● Required work: Reproduce the entries. Each one must match the original exactly.

● Materials provided:
++++++

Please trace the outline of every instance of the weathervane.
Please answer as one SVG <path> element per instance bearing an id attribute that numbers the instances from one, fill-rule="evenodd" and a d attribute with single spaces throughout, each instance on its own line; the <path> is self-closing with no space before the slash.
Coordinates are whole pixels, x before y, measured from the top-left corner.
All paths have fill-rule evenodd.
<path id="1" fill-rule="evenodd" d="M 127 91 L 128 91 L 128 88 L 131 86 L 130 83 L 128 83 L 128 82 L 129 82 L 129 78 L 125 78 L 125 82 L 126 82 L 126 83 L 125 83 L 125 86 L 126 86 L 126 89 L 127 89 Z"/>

++++++

● Response to the task:
Please trace the outline of every instance of the weathervane.
Please answer as one SVG <path> element per instance bearing an id attribute that numbers the instances from one, fill-rule="evenodd" and a d attribute with single spaces throughout, each instance on its own line; the <path> is self-closing with no space before the slash.
Coordinates are whole pixels, x before y, measured from the top-left corner.
All paths have fill-rule evenodd.
<path id="1" fill-rule="evenodd" d="M 127 91 L 128 91 L 128 88 L 131 86 L 130 83 L 128 83 L 128 82 L 129 82 L 129 78 L 125 78 L 125 82 L 126 82 L 126 83 L 125 83 L 125 86 L 126 86 L 126 89 L 127 89 Z"/>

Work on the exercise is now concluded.